== Segment start ==

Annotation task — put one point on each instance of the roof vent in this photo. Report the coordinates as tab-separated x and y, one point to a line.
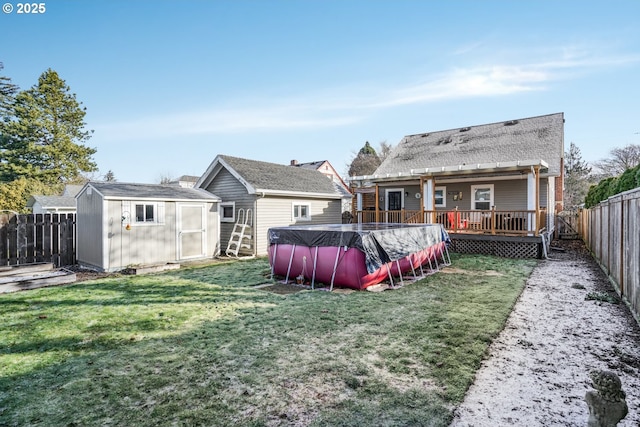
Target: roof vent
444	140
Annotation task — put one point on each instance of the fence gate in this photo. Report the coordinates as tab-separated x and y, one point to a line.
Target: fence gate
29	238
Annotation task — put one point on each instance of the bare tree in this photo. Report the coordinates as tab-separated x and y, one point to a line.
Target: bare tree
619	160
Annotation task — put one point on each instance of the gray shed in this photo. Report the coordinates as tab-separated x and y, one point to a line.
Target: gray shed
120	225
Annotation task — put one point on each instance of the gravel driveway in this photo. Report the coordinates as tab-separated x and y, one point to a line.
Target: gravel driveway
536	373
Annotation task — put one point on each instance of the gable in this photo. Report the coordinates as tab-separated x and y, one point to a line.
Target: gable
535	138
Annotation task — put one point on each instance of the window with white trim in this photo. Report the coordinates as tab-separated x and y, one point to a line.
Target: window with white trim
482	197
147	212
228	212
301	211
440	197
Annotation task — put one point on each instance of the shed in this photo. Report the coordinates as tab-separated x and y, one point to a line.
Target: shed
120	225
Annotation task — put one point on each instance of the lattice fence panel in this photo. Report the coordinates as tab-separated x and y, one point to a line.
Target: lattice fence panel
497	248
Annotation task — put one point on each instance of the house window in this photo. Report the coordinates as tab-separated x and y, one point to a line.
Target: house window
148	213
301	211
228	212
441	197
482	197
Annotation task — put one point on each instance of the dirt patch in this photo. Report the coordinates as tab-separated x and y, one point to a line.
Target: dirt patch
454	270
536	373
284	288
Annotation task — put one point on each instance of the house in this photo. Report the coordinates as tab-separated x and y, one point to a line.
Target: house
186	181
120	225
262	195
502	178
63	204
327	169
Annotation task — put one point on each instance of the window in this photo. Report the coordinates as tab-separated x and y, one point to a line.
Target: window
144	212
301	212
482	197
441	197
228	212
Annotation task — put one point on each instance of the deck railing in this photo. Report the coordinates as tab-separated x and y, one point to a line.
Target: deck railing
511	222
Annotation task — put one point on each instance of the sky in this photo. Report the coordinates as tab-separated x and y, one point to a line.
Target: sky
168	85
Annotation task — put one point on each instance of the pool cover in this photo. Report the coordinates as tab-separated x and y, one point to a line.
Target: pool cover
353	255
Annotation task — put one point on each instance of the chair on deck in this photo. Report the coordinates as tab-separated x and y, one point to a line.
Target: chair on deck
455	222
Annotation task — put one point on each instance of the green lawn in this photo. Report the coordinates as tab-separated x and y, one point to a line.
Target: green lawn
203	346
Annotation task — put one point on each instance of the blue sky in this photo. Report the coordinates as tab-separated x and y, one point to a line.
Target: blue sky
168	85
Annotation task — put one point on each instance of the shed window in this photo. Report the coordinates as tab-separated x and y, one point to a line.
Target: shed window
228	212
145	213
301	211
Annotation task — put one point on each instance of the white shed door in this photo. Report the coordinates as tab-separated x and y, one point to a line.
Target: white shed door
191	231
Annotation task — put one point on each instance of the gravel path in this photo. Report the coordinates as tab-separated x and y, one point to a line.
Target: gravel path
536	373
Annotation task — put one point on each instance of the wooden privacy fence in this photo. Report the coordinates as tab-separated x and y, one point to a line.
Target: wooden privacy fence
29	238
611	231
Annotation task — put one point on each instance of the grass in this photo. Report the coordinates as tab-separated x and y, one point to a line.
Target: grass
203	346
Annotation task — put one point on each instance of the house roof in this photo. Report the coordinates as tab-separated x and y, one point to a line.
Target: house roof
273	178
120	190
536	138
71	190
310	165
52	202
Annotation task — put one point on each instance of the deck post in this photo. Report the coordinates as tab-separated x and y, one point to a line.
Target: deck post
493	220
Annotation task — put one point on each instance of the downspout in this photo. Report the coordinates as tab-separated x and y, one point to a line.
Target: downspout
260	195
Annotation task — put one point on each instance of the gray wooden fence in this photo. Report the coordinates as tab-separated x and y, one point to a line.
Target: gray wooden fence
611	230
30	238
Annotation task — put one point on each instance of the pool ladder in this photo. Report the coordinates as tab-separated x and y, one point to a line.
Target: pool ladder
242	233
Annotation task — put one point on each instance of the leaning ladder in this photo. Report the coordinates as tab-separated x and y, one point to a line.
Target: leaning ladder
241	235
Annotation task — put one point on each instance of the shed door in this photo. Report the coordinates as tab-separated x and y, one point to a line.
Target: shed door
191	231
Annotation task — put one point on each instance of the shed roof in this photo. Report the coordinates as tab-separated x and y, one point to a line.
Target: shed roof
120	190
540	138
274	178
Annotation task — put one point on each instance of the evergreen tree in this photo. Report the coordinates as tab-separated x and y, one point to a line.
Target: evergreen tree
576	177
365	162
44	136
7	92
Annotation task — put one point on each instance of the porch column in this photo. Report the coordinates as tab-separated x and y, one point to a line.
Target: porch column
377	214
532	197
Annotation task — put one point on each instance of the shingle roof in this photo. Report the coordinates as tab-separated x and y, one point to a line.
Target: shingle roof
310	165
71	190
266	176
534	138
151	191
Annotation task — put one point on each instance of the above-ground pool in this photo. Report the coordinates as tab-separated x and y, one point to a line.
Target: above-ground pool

== Segment end ==

YOUR INSTRUCTIONS >> Report how many lines of the entries above contain "ground", and give no other output.

FINAL ANSWER >> 2